*TO BE DONE*: Transcribe the film release listings word for word, starting with "Wayne Wang’s follow-up" and going on through "cuisine it celebrates.".

*PAGE EXCERPT*:
# # # # #
Akira Kurosawa’s Dreams

Japan, United States
1990
120 minutes
Color
1.85:1
Japanese
Directed by Akira Kurosawa
SPINE #842

4K UHD+Blu-ray
BLU-RAY
DVD

AUGUST 8, 2023

Unfolding in a series of eight mythic vignettes, this late work by Akira Kurosawa was inspired by the beloved director’s own nighttime visions, along with stories from Japanese folklore. In a visually sumptuous journey through the master’s imagination, tales of childlike wonder give way to apocalyptic apparitions: a young boy stumbles on a fox wedding in a forest; a soldier confronts the ghosts of the war dead; a power-plant meltdown smothers a seaside landscape in radioactive fumes. Interspersed with reflections on the redemptive power of creation, including a richly textured tribute to Vincent van Gogh (who is played by Martin Scorsese), Akira Kurosawa’s Dreams is both a showcase for its maker’s artistry at its most unbridled and a deeply personal lament for a world at the mercy of human ignorance.

4K UHD + BLU-RAY SPECIAL EDITION FEATURES
  • 4K digital restoration, supervised by cinematographer Shoji Ueda, with 2.0 surround DTS-HD Master Audio soundtrack
  • One 4K UHD disc of the film presented in HDR and one Blu-ray with the film and special features
  • Audio commentary featuring film scholar Stephen Prince
  • Feature-length documentary from 1990 shot on set and directed by Nobuhiko Obayashi
  • Interviews with production manager Teruyo Nogami and assistant director Takashi Koizumi
  • Documentary from 2011 by director Akira Kurosawa’s longtime translator Catherine Cadou, featuring interviews with filmmakers Bernardo Bertolucci, Alejandro G. Iñárritu, Martin Scorsese, Hayao Miyazaki, and others
  • Trailer
  • PLUS: An essay by film critic Bilge Ebiri and Kurosawa’s script for a never-filmed ninth dream, introduced by Nogami

    Cover painting by Akira Kurosawa

Dim Sum: A Little Bit of Heart

United States
1985
84 minutes
Color
1.78:1
English, Cantonese
Directed by Wayne Wang
SPINE #1188

BLU-RAY
DVD

AUGUST 15, 2023

Wayne Wang’s follow-up to his watershed indie Chan Is Missing is a family portrait that gracefully combines the director’s signature gentle humanism and eye for poignant detail. Offering another fresh perspective on San Francisco’s Chinese American community, Wang takes a bittersweet look at the generational pas de deux between an aging immigrant widow and her devoted daughter, torn between filial duty and her own desires. Soulfully performed by an ensemble including real-life mother and daughter Kim and Laureen Chew and Victor Wong, the Yasujiro Ozu–inspired Dim Sum: A Little Bit of Heart is as lovingly made as the home-cooked cuisine it celebrates.
# # # # #
*EXTRACTED DATA*:
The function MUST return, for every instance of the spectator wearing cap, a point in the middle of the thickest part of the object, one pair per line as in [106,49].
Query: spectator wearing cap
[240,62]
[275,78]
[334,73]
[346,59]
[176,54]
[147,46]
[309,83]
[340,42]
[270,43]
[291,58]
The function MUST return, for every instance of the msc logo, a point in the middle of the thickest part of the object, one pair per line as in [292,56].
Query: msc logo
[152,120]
# # # # #
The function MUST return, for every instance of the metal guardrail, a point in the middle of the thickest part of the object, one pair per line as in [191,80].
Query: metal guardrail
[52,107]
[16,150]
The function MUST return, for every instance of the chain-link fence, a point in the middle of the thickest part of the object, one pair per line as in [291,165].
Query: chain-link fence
# # # # #
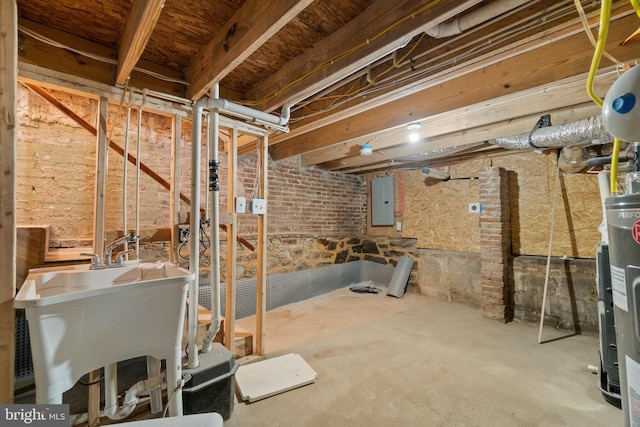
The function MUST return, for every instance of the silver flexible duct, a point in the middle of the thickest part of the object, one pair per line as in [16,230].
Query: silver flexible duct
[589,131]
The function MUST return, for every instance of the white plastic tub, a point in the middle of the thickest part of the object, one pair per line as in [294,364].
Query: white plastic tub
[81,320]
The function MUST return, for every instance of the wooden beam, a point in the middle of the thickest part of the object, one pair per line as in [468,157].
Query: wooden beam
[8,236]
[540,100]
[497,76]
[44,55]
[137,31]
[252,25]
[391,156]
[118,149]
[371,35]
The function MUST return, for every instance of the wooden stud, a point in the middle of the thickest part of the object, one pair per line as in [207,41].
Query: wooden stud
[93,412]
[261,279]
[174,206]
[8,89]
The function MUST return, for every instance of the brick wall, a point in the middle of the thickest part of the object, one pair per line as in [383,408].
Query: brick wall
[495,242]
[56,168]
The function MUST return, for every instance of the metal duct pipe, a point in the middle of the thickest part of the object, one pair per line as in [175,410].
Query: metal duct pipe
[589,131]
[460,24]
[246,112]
# # # # #
*OUTPUT BELOW*:
Wayne Wang’s follow-up to his watershed indie Chan Is Missing is a family portrait that gracefully combines the director’s signature gentle humanism and eye for poignant detail. Offering another fresh perspective on San Francisco’s Chinese American community, Wang takes a bittersweet look at the generational pas de deux between an aging immigrant widow and her devoted daughter, torn between filial duty and her own desires. Soulfully performed by an ensemble including real-life mother and daughter Kim and Laureen Chew and Victor Wong, the Yasujiro Ozu–inspired Dim Sum: A Little Bit of Heart is as lovingly made as the home-cooked cuisine it celebrates.